[Annotations par points pour photos]
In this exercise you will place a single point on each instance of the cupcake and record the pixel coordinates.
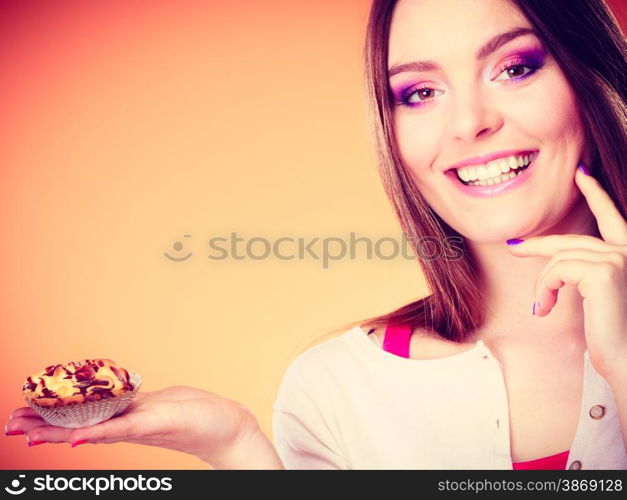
(80, 394)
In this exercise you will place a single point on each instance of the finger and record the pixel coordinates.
(545, 296)
(576, 272)
(23, 411)
(611, 223)
(547, 246)
(49, 433)
(120, 428)
(21, 425)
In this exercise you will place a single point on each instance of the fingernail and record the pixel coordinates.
(582, 167)
(13, 433)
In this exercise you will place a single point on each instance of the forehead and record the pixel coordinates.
(424, 29)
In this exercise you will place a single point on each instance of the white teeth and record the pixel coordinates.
(494, 169)
(482, 173)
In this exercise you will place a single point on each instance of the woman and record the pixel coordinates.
(482, 112)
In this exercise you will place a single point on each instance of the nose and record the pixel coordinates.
(474, 117)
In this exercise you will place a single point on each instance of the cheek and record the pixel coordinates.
(551, 113)
(418, 144)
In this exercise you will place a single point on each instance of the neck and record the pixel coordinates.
(508, 284)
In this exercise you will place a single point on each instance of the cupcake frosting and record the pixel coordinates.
(77, 382)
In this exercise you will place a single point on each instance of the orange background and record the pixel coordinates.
(127, 124)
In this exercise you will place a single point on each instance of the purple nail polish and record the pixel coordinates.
(582, 167)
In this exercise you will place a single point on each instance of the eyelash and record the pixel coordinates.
(532, 65)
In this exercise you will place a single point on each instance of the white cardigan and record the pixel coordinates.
(347, 404)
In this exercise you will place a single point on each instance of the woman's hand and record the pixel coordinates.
(223, 433)
(598, 268)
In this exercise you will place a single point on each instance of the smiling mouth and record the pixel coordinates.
(496, 171)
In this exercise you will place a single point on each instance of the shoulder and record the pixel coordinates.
(425, 344)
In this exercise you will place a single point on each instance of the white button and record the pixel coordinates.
(597, 411)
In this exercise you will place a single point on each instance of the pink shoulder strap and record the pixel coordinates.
(396, 339)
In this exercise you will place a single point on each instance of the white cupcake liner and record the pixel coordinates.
(90, 413)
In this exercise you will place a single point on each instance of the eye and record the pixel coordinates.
(516, 71)
(417, 96)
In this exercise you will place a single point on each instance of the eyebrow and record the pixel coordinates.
(490, 46)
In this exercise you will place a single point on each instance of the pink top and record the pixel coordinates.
(396, 341)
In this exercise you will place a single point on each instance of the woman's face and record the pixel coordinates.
(474, 89)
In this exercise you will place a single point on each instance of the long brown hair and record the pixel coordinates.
(585, 40)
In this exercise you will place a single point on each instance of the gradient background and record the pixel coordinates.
(125, 125)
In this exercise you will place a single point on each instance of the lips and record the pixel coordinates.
(488, 157)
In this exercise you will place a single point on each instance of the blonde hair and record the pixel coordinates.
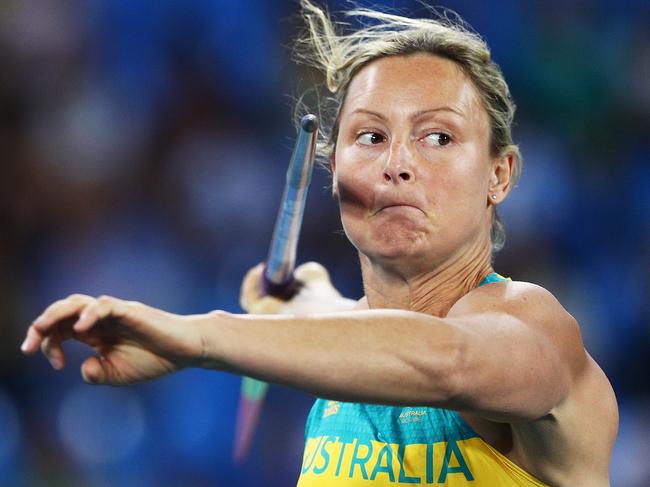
(340, 52)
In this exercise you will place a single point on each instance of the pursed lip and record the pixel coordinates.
(383, 203)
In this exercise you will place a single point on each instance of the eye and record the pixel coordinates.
(370, 138)
(437, 139)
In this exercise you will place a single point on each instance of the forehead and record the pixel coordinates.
(402, 84)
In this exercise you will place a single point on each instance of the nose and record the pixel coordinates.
(398, 166)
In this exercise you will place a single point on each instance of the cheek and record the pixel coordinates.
(353, 184)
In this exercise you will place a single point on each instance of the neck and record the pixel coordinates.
(433, 291)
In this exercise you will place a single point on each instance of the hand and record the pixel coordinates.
(316, 293)
(133, 342)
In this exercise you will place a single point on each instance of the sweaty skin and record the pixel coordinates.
(414, 177)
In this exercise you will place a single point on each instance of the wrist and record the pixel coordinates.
(206, 348)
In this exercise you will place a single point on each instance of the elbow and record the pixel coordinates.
(445, 370)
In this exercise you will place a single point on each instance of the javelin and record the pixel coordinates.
(277, 279)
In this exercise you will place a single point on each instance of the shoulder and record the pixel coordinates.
(532, 308)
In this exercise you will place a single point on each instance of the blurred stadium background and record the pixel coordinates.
(144, 145)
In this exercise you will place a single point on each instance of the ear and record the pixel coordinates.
(335, 186)
(501, 177)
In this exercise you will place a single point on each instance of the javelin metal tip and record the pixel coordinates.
(309, 123)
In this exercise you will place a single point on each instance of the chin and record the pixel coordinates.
(393, 246)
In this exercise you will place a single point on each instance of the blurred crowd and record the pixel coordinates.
(144, 145)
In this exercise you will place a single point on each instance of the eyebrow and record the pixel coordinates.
(417, 114)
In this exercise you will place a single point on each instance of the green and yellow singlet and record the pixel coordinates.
(355, 445)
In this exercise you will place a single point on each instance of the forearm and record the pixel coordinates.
(379, 356)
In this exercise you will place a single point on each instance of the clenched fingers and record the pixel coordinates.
(50, 328)
(53, 317)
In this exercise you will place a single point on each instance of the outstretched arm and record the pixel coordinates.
(506, 351)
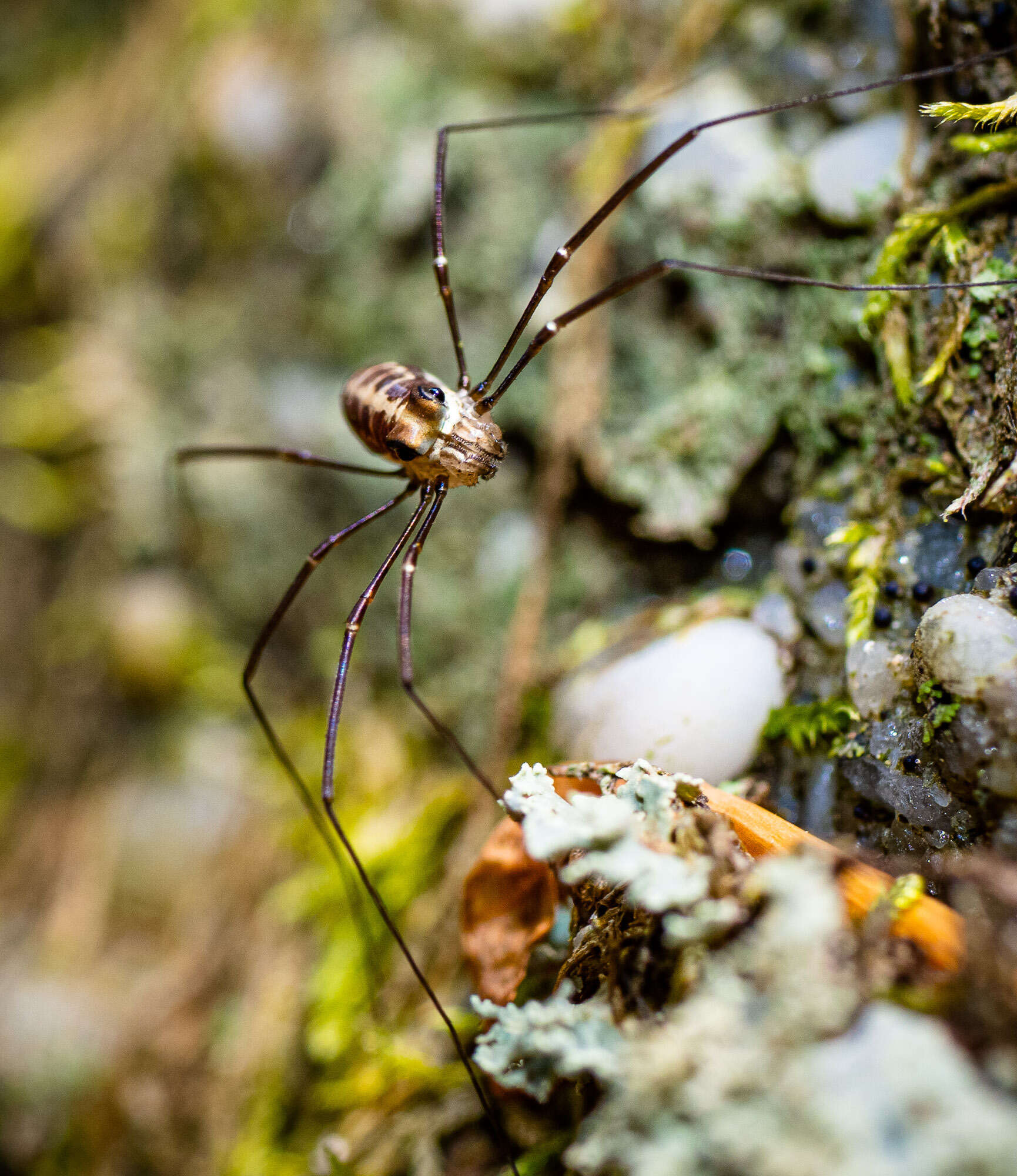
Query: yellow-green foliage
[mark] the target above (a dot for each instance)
(868, 545)
(403, 867)
(257, 1148)
(988, 115)
(805, 725)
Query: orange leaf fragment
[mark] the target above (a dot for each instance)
(508, 905)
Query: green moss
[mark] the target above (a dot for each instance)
(806, 726)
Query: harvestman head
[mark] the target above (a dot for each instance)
(440, 439)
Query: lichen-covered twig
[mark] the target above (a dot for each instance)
(932, 925)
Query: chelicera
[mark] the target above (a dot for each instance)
(438, 439)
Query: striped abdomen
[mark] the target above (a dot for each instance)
(406, 415)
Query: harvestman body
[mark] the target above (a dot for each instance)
(443, 439)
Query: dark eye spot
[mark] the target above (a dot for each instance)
(402, 451)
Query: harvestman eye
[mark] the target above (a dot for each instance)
(403, 451)
(372, 404)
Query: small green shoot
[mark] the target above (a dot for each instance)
(805, 725)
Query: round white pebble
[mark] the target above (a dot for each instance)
(971, 646)
(695, 701)
(854, 171)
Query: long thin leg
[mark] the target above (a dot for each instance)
(277, 745)
(329, 800)
(405, 653)
(670, 265)
(298, 457)
(438, 220)
(638, 179)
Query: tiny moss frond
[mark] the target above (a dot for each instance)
(868, 544)
(988, 115)
(805, 725)
(861, 604)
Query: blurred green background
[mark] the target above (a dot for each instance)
(212, 212)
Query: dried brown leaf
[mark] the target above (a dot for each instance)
(508, 905)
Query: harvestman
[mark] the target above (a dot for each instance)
(443, 438)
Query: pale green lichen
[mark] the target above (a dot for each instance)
(760, 1071)
(623, 839)
(531, 1047)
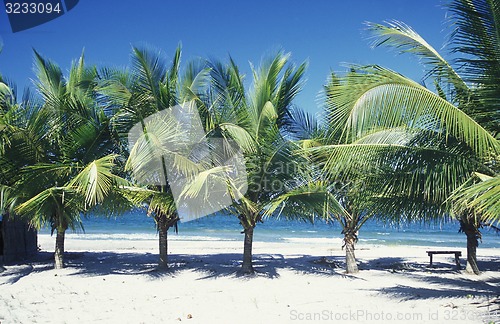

* **Consigne**: Relevez toutes les lignes des entrées ci-dessus où figure le mot « white ».

* **Réponse complète**:
In this exercise you will place a single point on each instance of the white teeth and record the pixel coordinates.
In this exercise you will place a single point on each instance of the white cardigan and record the pixel coordinates.
In this exercise you will place a single point on each instance of the white button and record the pixel coordinates.
In this exercise you will place a single point on each instance of the white cupcake liner and record the pixel coordinates.
Query: round white pebble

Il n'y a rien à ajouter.